Passage provided
[Start of Attachment]

Article Image

IPFS News Link • Entertainment: Sports

Extra Sleep Boosts Basketball Players' Prowess

• Emily Singer via TechnologyReview.com
 

If you're riddled with guilt every time you hit the snooze button, a new study from Stanford should make you feel better. Varsity basketball players who tried to get 10 hours of sleep per night for five to seven weeks could sprint faster, react faster, and sink more free throws and three-pointers.

In the study, published this month in the journal Sleep, Cheri Mah, a researcher at the Stanford Sleep Disorders Clinic asked 11 players from Stanford's varsity basketball team to try to boost their nighttime slumber by an hour or two. According to a story in the SF Gate;

The players didn't quite make it to 10 hours, but they did add more than 90 minutes of sleep time, and the results were noticeable. Collectively, they took almost a full second off of their times in 282-foot sprints on a basketball court - that's equivalent to the length of a court three times - and they improved the accuracy of both their free-throw and three-point shooting by 9 percent.

"What these findings suggest is that these athletes were operating at a sub-optimal level. They'd accumulated a sleep debt," said Mah. "It's not that they couldn't function - they were doing fine - but that they might not have been at their full potential."

The athletes wore devices on their wrists that measured time asleep, which showed that most of them overestimated their sleep time. In the first four weeks of the study, when players were asked to maintain their normal sleep schedule, they estimated they slept eight hours but averaged about 6 hours and 45 minutes. While trying to sleep 10 hours during the second part of the study, they actually achieved about 8 1/2 hours.

[End of Attachment]

Data extract

[Start of Attachment]

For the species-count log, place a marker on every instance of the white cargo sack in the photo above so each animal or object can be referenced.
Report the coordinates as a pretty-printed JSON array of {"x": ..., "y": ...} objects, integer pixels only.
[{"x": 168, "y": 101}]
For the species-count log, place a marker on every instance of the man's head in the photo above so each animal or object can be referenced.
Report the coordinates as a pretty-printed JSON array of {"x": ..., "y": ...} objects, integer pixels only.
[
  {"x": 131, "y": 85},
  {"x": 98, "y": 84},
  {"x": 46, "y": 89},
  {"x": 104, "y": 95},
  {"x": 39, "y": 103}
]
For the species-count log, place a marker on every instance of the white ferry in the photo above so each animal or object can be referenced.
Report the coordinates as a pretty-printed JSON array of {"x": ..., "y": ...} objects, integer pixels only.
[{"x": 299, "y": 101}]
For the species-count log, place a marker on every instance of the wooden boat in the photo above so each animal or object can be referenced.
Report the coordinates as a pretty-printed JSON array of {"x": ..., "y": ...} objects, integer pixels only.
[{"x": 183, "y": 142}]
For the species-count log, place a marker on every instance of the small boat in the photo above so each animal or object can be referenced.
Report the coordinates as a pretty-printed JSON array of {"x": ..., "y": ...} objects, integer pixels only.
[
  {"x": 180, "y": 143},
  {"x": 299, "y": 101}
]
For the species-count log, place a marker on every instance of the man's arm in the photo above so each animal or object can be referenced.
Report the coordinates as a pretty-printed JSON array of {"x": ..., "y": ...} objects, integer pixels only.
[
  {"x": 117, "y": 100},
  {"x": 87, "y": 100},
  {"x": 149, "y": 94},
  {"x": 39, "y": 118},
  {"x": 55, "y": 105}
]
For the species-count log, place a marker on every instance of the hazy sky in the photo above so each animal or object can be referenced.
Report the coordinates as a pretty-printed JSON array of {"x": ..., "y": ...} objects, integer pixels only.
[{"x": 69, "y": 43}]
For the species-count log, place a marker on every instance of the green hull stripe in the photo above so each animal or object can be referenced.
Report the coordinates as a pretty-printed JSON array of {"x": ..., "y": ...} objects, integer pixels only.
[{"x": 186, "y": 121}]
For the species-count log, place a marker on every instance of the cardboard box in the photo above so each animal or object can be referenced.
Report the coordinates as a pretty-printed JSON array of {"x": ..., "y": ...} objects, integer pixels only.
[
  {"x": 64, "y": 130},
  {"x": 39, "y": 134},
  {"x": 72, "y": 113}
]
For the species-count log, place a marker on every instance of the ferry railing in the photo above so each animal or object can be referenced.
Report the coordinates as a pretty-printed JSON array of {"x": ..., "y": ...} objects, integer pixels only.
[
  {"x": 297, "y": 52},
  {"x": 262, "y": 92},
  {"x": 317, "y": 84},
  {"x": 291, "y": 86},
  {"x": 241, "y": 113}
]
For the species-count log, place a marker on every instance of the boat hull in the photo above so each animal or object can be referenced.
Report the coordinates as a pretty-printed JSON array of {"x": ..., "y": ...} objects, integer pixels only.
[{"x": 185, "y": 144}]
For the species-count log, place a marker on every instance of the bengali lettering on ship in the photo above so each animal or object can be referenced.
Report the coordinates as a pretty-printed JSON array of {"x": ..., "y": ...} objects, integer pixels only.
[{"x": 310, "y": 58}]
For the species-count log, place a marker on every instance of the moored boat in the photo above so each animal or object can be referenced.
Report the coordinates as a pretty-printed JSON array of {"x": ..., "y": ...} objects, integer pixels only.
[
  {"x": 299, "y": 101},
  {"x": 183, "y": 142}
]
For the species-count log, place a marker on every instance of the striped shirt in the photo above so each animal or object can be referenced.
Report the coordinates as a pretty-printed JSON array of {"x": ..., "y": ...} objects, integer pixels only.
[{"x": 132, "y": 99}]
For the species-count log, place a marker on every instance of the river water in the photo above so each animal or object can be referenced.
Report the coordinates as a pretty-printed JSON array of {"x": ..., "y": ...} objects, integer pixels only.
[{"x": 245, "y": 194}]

[End of Attachment]

Task instructions
• a. In the article about extra sleep and basketball players, how many players from Stanford's varsity basketball team did Cheri Mah ask to take part in the study?
• b. In the article about extra sleep and basketball players, rewrite the part from "IPFS News Link" to "throws and three-pointers.", replacing "snooze button" with "alarm clock".

Solution set
• a. 11

• b.
IPFS News Link • Entertainment: Sports

Extra Sleep Boosts Basketball Players' Prowess

• Emily Singer via TechnologyReview.com
 

If you're riddled with guilt every time you hit the alarm clock, a new study from Stanford should make you feel better. Varsity basketball players who tried to get 10 hours of sleep per night for five to seven weeks could sprint faster, react faster, and sink more free throws and three-pointers.